Apresente todas as linhas do material em forma de lista numerada, deixando de fora as linhas em branco.

Itens de dados
▶

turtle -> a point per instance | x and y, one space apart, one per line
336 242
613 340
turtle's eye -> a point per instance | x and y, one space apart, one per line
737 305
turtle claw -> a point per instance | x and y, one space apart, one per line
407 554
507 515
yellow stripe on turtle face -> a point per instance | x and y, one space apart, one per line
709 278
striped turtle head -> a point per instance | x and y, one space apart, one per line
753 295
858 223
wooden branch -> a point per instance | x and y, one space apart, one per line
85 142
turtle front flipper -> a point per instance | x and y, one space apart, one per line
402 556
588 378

◀

▶ _RESOLUÇÃO ESCRITA_
1. turtle -> a point per instance | x and y, one space apart, one per line
2. 336 242
3. 613 340
4. turtle's eye -> a point per instance | x and y, one space apart, one per line
5. 737 305
6. turtle claw -> a point per instance | x and y, one space apart, one per line
7. 407 554
8. 507 515
9. yellow stripe on turtle face -> a point per instance | x and y, one space apart, one per line
10. 709 278
11. striped turtle head -> a point per instance | x and y, one space apart, one per line
12. 753 295
13. 858 223
14. wooden branch -> a point per instance | x and y, one space apart, one per line
15. 85 142
16. turtle front flipper -> a point per instance | x and y, one space apart, one per line
17. 402 556
18. 588 378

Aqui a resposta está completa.